Consegna scritta A:
Trascrivi una parte del brano sul monachesimo: comincia dalle parole "La nostra esistenza" e fermati dopo "con un monaco.".
Consegna scritta B:
Nel brano sul monachesimo, da che cosa affermano i monaci che bisogna fuggire?

Ogni essere umano si ritrova, allo stesso tempo, come una singolarità unica, un tutto in sé, ma anche come parte di una totalità, data dall’insieme degli altri esseri. La stessa logica vale per gli ‘insiemi’ formati da più soggetti. Ogni gruppo sociale, politico, religioso… riflette e si esprime a partire dalla propria collocazione spazio-socio-temporale, che è, evidentemente, l’unico e il solo ambito nel quale poter percorrere fino in fondo il tratto di storia in cui è immerso. La ricchezza di vita e prospettive emergenti dal provissuto reca, nelle persone avvedute, la consapevolezza di essere affacciati ad una finestra tra le tante, della grande casa costituita dall’insieme di tutti i gruppi. Per non incorrere nell’inconsapevole e sempre presente tentazione dell’assolutizzare la propria angolatura e visuale è opportuno, forse necessario, il confronto con movimenti abbastanza vicini o affini nella ricerca o nella prassi. L’affinità evidentemente non svolge la funzione di trovare una sponda autocelebrativa e pertanto dannosa, ma cerca di parare il pericolo dell’autodissolvenza delle distanze abissali, facendo emergere subito i ‘paletti’ (perché visibili) delle differenze. La vicinanza inoltre permette una possibile comunicazione tra vissuti diversi, in modo che il parlare si estenda al dialogare che implica la consapevolezza delle proprie peculiarità.

“Parlare con un monaco”

La nostra esistenza è connotata dal lavoro, che ha trasformato non tanto il ritmo delle nostre giornate, o il nostro rapporto con la realtà ecclesiale, quanto piuttosto e più profondamente il nostro rapportarci con gli uomini e con Dio. Siamo persone (come la maggior parte) secolarizzate e desacralizzate senza nostalgia di ritorno. Ciò appare estraneo, se non contrapposto al modello di vita religiosa detto monastico; eppure nonostante tempi e prassi di vita ben differenti, riteniamo esistano elementi di affinità da produrre un incontro fruttuoso e gioioso con un monaco.

“Mondo”

Il monachesimo viene spesso percepito come la capacità della terra di innalzarsi fino a toccare il cielo: l’immersione nel verde della natura, il silenzio, la quiete del monastero divengono realtà-simbolo di una ‘fuga’ dalle incombenze, preoccupazioni, lotte, violenze insite nella quotidianità di ogni esistenza. Tale visione e lettura è rifiutata dai monaci. Affermano che bisogna fuggire non dal mondo (con le sue bellezze e cattiverie), ma dalla mentalità mondana dell’avere, del potere. Il monaco non deve fuggire dalle donne/uomini del suo tempo. Si tratterebbe di una fuga antievangelica e impossibile perché significherebbe negare la creaturalità dello stesso monaco e negare il fondamento della fede cristiana: l’incarnazione. E chi starebbe di fronte a Dio? Sostengono (e si può ben vedere nelle esperienze di taluni monasteri come Camaldoli, nella gente, nei suoi problemi, interrogativi, culture): la ‘fuga mundi’ va intesa come rifiuto della ‘mondanità’ (1Gv2,15-16), consapevoli però di portare nella propria carne i segni inestinguibili della debolezza e della peccaminosità umana. Compito del monaco, come di ogni credente, è convertirsi, meglio, lasciarsi convertire.

Dati:
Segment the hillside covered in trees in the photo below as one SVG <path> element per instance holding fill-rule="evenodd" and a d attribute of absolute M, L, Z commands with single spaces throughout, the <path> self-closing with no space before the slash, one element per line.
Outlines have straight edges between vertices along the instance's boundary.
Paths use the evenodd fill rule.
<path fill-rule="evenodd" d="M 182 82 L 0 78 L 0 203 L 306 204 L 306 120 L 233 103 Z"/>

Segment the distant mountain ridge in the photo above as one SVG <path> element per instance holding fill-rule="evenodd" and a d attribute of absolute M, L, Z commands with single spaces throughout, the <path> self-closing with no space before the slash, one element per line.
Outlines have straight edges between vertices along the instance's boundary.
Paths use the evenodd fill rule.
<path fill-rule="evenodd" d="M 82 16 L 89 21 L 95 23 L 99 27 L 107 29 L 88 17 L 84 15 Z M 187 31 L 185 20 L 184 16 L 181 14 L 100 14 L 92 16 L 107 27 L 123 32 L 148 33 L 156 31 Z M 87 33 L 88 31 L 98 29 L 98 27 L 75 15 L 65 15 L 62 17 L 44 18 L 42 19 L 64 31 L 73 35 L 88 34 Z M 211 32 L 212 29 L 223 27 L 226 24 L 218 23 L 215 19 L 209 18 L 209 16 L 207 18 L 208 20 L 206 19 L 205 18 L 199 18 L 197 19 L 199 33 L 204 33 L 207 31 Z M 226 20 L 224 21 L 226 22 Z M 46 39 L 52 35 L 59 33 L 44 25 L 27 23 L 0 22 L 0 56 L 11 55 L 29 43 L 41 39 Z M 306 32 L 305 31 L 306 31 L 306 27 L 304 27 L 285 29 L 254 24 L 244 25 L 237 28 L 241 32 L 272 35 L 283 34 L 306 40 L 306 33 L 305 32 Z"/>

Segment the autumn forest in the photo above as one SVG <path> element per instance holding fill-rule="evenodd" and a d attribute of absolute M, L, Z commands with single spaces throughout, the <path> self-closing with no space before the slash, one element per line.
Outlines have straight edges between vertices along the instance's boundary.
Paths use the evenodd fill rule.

Svolgimento A:
La nostra esistenza è connotata dal lavoro, che ha trasformato non tanto il ritmo delle nostre giornate, o il nostro rapporto con la realtà ecclesiale, quanto piuttosto e più profondamente il nostro rapportarci con gli uomini e con Dio. Siamo persone (come la maggior parte) secolarizzate e desacralizzate senza nostalgia di ritorno. Ciò appare estraneo, se non contrapposto al modello di vita religiosa detto monastico; eppure nonostante tempi e prassi di vita ben differenti, riteniamo esistano elementi di affinità da produrre un incontro fruttuoso e gioioso con un monaco.

Svolgimento B:
Dalla mentalità mondana dell'avere e del potere, non dal mondo.